**Written instruction:**
Lay out the rows below as a JSON list of strings, one string per line, with blank lines skipped and the pictures left out.

++++

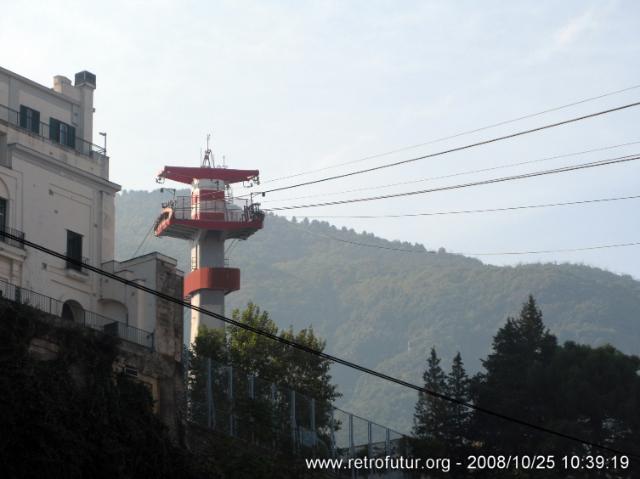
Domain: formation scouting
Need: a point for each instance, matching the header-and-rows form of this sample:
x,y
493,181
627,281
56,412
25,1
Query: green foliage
x,y
262,374
589,393
442,428
431,412
371,304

++++

**Exercise output:**
[
  "Domain: formation scouting",
  "Need: a point for each instance, matching the header-and-rows form of this sample:",
  "x,y",
  "493,181",
  "627,281",
  "56,412",
  "25,1",
  "Query: green foliage",
  "x,y",
  "262,374",
  "589,393",
  "442,428",
  "431,412",
  "371,304"
]